### EXCERPT TO READ

◇ ◇ ◇

(If you're here for fiber content and don't give a fig about education philosophies, SCROLL DOWN!)
I've been thinking a lot about what folks have shared, over schooling and kids and related topics. I didn't expect to hit the nerve I did - I was worried about people thinking I was criticizing their children or their jobs. Apparently that wasn't much of a worry. Interesting.
I guess, what it comes down to, is that children are individual and have different needs. (Ohmigosh. REALLY?) We all seem to have figured that out, except for the government wonks who decide policies for this stuff. Some children CAN be pushed hard, and some even enjoy it. By all means fast track those kids. Some kids need more repetition and should be able to get it without slowing down the entire classroom or being criticized. And most children are fine in that zone between the other two. The old system of placing kids by skill rather than age had a lot of things going for it (so long as we didn't send eight year olds to college, I still think that's a tricky situation).
The Goober in particular is thriving with the current system we've got going. I may think some (more than some) things she's learning are ridiculous, but she's learning them. There's a lot of the curricula I think is screwy, but again, I can customize a great deal so it's no big deal. (Though... Venn Diagrams? In Kindergarten? Seriously?)
The 'creative spelling' topic came up in the comments. The school advocates it, but I don't. (Yay for customizing.) There's whole lot of "it is okay for your child to write however they want" in the parental handbook. I disagree. I'm with my blog readers, in that it's best to start the kid off doing things as closely as possible to correct. I've stressed that it's important to write like everyone else (both in spelling and penmanship) so that we can all understand each other. I've even told her that her ideas on grammar are more logical (because they are), but we still have to do it like everyone else. Obviously she's not getting things right on the first try, but we're working to get there. I don't know about neural pathways, but it just seems dumb to let a kid do things wrong without even attempting to correct. It'll make things harder later, one way or another.

◇ ◇ ◇

Point annotation records
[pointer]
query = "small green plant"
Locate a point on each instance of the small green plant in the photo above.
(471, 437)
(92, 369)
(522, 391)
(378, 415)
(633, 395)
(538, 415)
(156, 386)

◇ ◇ ◇

### SET OF TASKS
1) In the post on schooling, write out the part between "I've been thinking" and "a worry. Interesting.", inclusive, replacing "nerve" with "chord".
2) List the groups of children that the post on schooling describes according to how they should be taught.

### EXPECTED OUTPUTS
1)
I've been thinking a lot about what folks have shared, over schooling and kids and related topics. I didn't expect to hit the chord I did - I was worried about people thinking I was criticizing their children or their jobs. Apparently that wasn't much of a worry. Interesting.

2)
- Children who can be pushed hard, some of whom even enjoy it, and who should be fast-tracked
- Children who need more repetition and should be able to get it without slowing down the entire classroom or being criticized
- Most children, who are fine in the zone between the other two